__What is needed__. Rewrite every line of the items below as a Markdown table with the columns Row and Item line. Number the rows in order and leave out any blank lines.

=======

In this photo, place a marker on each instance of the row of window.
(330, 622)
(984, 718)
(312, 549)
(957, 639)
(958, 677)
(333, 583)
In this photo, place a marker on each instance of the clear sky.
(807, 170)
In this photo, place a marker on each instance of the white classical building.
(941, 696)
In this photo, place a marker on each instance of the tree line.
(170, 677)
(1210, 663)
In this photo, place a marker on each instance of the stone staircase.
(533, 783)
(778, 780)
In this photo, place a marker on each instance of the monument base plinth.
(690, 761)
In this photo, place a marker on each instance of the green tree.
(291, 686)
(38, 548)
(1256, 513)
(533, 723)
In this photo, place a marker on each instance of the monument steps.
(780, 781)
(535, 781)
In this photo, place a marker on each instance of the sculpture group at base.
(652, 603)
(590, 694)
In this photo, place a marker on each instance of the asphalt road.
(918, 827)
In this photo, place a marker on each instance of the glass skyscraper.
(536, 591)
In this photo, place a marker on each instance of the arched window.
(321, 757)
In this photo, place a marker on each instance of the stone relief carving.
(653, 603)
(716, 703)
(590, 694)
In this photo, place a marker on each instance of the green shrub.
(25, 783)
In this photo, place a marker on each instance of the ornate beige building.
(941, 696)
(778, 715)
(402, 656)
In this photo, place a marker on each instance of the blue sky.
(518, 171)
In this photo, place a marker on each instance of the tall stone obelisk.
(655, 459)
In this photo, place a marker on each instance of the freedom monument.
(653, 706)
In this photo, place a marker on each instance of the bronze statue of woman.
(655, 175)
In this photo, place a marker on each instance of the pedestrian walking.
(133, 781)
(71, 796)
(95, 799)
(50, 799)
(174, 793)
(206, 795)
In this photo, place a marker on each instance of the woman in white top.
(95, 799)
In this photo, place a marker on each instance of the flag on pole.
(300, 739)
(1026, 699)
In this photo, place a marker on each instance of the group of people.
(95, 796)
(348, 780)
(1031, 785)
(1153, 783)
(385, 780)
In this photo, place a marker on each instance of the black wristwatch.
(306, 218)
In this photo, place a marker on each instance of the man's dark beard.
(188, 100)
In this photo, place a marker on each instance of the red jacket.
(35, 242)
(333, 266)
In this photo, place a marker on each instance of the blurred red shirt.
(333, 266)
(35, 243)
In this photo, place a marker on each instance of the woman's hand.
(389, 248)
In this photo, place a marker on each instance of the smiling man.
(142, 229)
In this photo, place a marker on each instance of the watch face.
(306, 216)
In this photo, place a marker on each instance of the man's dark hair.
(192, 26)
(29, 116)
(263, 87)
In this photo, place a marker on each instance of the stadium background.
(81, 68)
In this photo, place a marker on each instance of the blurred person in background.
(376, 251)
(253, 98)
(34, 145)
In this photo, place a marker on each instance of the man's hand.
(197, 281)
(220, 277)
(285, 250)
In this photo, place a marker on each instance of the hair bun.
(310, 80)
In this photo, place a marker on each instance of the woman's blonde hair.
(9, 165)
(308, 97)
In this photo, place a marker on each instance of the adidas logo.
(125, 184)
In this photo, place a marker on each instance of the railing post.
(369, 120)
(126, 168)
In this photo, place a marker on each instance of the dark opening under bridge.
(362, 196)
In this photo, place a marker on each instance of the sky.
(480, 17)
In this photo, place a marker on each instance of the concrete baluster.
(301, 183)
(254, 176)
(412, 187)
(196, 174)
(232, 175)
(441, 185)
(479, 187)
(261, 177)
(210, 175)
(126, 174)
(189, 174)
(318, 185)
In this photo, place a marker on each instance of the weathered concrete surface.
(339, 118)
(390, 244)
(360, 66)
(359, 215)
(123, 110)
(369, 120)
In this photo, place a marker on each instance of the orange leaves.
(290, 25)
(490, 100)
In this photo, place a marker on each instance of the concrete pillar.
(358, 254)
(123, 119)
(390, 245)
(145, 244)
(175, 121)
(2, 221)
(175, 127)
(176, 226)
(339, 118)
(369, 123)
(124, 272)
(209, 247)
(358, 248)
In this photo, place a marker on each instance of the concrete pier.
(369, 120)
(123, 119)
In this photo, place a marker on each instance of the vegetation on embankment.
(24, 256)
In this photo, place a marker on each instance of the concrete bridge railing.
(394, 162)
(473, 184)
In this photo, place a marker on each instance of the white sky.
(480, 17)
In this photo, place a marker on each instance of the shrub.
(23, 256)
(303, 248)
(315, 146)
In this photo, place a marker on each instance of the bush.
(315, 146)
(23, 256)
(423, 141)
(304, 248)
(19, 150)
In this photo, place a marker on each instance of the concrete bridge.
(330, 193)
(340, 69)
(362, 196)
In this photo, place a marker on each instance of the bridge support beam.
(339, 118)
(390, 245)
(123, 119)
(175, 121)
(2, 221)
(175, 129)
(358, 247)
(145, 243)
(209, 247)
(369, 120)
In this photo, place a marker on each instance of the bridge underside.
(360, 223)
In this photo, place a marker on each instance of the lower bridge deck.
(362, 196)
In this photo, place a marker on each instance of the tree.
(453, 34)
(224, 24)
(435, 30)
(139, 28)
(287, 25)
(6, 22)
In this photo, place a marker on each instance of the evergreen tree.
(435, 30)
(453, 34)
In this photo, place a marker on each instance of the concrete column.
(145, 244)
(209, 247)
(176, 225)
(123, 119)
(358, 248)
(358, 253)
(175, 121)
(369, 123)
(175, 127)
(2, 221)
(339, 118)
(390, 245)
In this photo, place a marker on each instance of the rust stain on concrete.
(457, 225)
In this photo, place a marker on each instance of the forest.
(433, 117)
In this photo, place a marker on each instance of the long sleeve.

=======

__Expected answer__.
| Row | Item line |
|---|---|
| 1 | In this photo, place a marker on each instance of the row of window. |
| 2 | (330, 622) |
| 3 | (984, 718) |
| 4 | (312, 549) |
| 5 | (957, 639) |
| 6 | (958, 677) |
| 7 | (333, 583) |
| 8 | In this photo, place a marker on each instance of the clear sky. |
| 9 | (807, 170) |
| 10 | In this photo, place a marker on each instance of the white classical building. |
| 11 | (941, 696) |
| 12 | In this photo, place a marker on each instance of the tree line. |
| 13 | (170, 677) |
| 14 | (1210, 663) |
| 15 | In this photo, place a marker on each instance of the stone staircase. |
| 16 | (533, 783) |
| 17 | (778, 780) |
| 18 | In this photo, place a marker on each instance of the monument base plinth. |
| 19 | (690, 761) |
| 20 | In this photo, place a marker on each instance of the green tree. |
| 21 | (291, 686) |
| 22 | (38, 548) |
| 23 | (1256, 513) |
| 24 | (533, 723) |
| 25 | In this photo, place a marker on each instance of the monument steps. |
| 26 | (780, 781) |
| 27 | (535, 781) |
| 28 | In this photo, place a marker on each instance of the sculpture group at base. |
| 29 | (652, 603) |
| 30 | (590, 694) |
| 31 | In this photo, place a marker on each instance of the asphalt road. |
| 32 | (918, 827) |
| 33 | In this photo, place a marker on each instance of the glass skyscraper. |
| 34 | (536, 591) |
| 35 | In this photo, place a marker on each instance of the arched window. |
| 36 | (321, 757) |
| 37 | In this photo, place a marker on each instance of the stone relief carving. |
| 38 | (653, 603) |
| 39 | (716, 703) |
| 40 | (590, 694) |
| 41 | In this photo, place a marker on each instance of the green shrub. |
| 42 | (25, 783) |
| 43 | In this photo, place a marker on each instance of the ornate beige building. |
| 44 | (941, 696) |
| 45 | (778, 715) |
| 46 | (402, 656) |
| 47 | In this photo, place a marker on each instance of the blue sky. |
| 48 | (518, 171) |
| 49 | In this photo, place a marker on each instance of the tall stone obelisk. |
| 50 | (655, 459) |
| 51 | In this photo, place a marker on each instance of the freedom monument. |
| 52 | (653, 706) |
| 53 | In this photo, place a marker on each instance of the bronze statue of woman. |
| 54 | (655, 175) |
| 55 | In this photo, place a marker on each instance of the pedestrian walking. |
| 56 | (133, 781) |
| 57 | (71, 796) |
| 58 | (95, 799) |
| 59 | (50, 799) |
| 60 | (174, 793) |
| 61 | (206, 795) |
| 62 | In this photo, place a marker on each instance of the woman in white top. |
| 63 | (95, 799) |
| 64 | In this photo, place a marker on each instance of the flag on pole. |
| 65 | (300, 739) |
| 66 | (1026, 699) |
| 67 | In this photo, place a marker on each instance of the group of people. |
| 68 | (95, 796) |
| 69 | (348, 780) |
| 70 | (1031, 785) |
| 71 | (1153, 783) |
| 72 | (385, 780) |
| 73 | In this photo, place a marker on each instance of the black wristwatch. |
| 74 | (306, 218) |
| 75 | In this photo, place a marker on each instance of the man's dark beard. |
| 76 | (188, 100) |
| 77 | In this photo, place a marker on each instance of the red jacket. |
| 78 | (35, 242) |
| 79 | (333, 266) |
| 80 | In this photo, place a marker on each instance of the blurred red shirt. |
| 81 | (333, 266) |
| 82 | (35, 243) |
| 83 | In this photo, place a marker on each instance of the woman's hand. |
| 84 | (389, 248) |
| 85 | In this photo, place a marker on each instance of the smiling man. |
| 86 | (142, 229) |
| 87 | In this photo, place a marker on each instance of the watch face. |
| 88 | (306, 216) |
| 89 | In this photo, place a marker on each instance of the man's dark hair. |
| 90 | (192, 26) |
| 91 | (29, 116) |
| 92 | (263, 87) |
| 93 | In this photo, place a marker on each instance of the stadium background. |
| 94 | (81, 68) |
| 95 | In this photo, place a marker on each instance of the blurred person in background. |
| 96 | (376, 251) |
| 97 | (253, 98) |
| 98 | (34, 145) |
| 99 | In this photo, place a marker on each instance of the man's hand. |
| 100 | (197, 281) |
| 101 | (220, 277) |
| 102 | (285, 250) |
| 103 | In this photo, place a marker on each instance of the hair bun. |
| 104 | (310, 80) |
| 105 | In this photo, place a marker on each instance of the woman's blonde hair. |
| 106 | (9, 165) |
| 107 | (308, 97) |
| 108 | In this photo, place a marker on each instance of the adidas logo. |
| 109 | (125, 184) |
| 110 | In this photo, place a marker on each instance of the railing post. |
| 111 | (369, 120) |
| 112 | (126, 168) |
| 113 | In this photo, place a marker on each instance of the dark opening under bridge. |
| 114 | (362, 196) |
| 115 | In this photo, place a marker on each instance of the sky. |
| 116 | (480, 17) |
| 117 | In this photo, place a marker on each instance of the concrete baluster. |
| 118 | (301, 183) |
| 119 | (254, 176) |
| 120 | (412, 187) |
| 121 | (196, 174) |
| 122 | (232, 175) |
| 123 | (441, 185) |
| 124 | (479, 187) |
| 125 | (261, 177) |
| 126 | (210, 175) |
| 127 | (126, 174) |
| 128 | (189, 174) |
| 129 | (318, 185) |
| 130 | In this photo, place a marker on each instance of the weathered concrete surface. |
| 131 | (339, 118) |
| 132 | (390, 244) |
| 133 | (360, 66) |
| 134 | (359, 215) |
| 135 | (123, 110) |
| 136 | (369, 120) |
| 137 | In this photo, place a marker on each instance of the orange leaves. |
| 138 | (290, 25) |
| 139 | (490, 100) |
| 140 | In this photo, place a marker on each instance of the concrete pillar. |
| 141 | (358, 254) |
| 142 | (123, 119) |
| 143 | (390, 245) |
| 144 | (145, 244) |
| 145 | (175, 121) |
| 146 | (2, 221) |
| 147 | (175, 127) |
| 148 | (176, 226) |
| 149 | (339, 118) |
| 150 | (369, 123) |
| 151 | (124, 272) |
| 152 | (209, 247) |
| 153 | (358, 248) |
| 154 | In this photo, place a marker on each instance of the concrete pier. |
| 155 | (369, 120) |
| 156 | (123, 119) |
| 157 | In this photo, place a marker on each instance of the vegetation on embankment. |
| 158 | (24, 256) |
| 159 | In this photo, place a marker on each instance of the concrete bridge railing. |
| 160 | (394, 162) |
| 161 | (473, 184) |
| 162 | In this photo, place a marker on each instance of the white sky. |
| 163 | (480, 17) |
| 164 | In this photo, place a marker on each instance of the shrub. |
| 165 | (23, 256) |
| 166 | (303, 248) |
| 167 | (315, 146) |
| 168 | In this photo, place a marker on each instance of the bush. |
| 169 | (315, 146) |
| 170 | (23, 256) |
| 171 | (423, 141) |
| 172 | (304, 248) |
| 173 | (19, 150) |
| 174 | In this photo, place a marker on each instance of the concrete bridge. |
| 175 | (330, 193) |
| 176 | (340, 69) |
| 177 | (362, 196) |
| 178 | In this photo, place a marker on each instance of the bridge support beam. |
| 179 | (339, 118) |
| 180 | (390, 245) |
| 181 | (123, 119) |
| 182 | (175, 121) |
| 183 | (2, 221) |
| 184 | (175, 129) |
| 185 | (358, 247) |
| 186 | (145, 243) |
| 187 | (209, 247) |
| 188 | (369, 120) |
| 189 | In this photo, place a marker on each instance of the bridge underside. |
| 190 | (360, 223) |
| 191 | In this photo, place a marker on each instance of the lower bridge deck. |
| 192 | (362, 196) |
| 193 | In this photo, place a marker on each instance of the tree. |
| 194 | (453, 34) |
| 195 | (224, 24) |
| 196 | (435, 30) |
| 197 | (139, 28) |
| 198 | (287, 25) |
| 199 | (6, 22) |
| 200 | In this photo, place a marker on each instance of the evergreen tree. |
| 201 | (435, 30) |
| 202 | (453, 34) |
| 203 | In this photo, place a marker on each instance of the concrete column. |
| 204 | (145, 244) |
| 205 | (209, 247) |
| 206 | (176, 225) |
| 207 | (123, 119) |
| 208 | (358, 248) |
| 209 | (358, 253) |
| 210 | (175, 121) |
| 211 | (369, 123) |
| 212 | (175, 127) |
| 213 | (2, 221) |
| 214 | (339, 118) |
| 215 | (390, 245) |
| 216 | In this photo, place a marker on each instance of the rust stain on concrete. |
| 217 | (457, 225) |
| 218 | In this photo, place a marker on each instance of the forest. |
| 219 | (433, 117) |
| 220 | In this photo, place a marker on each instance of the long sleeve. |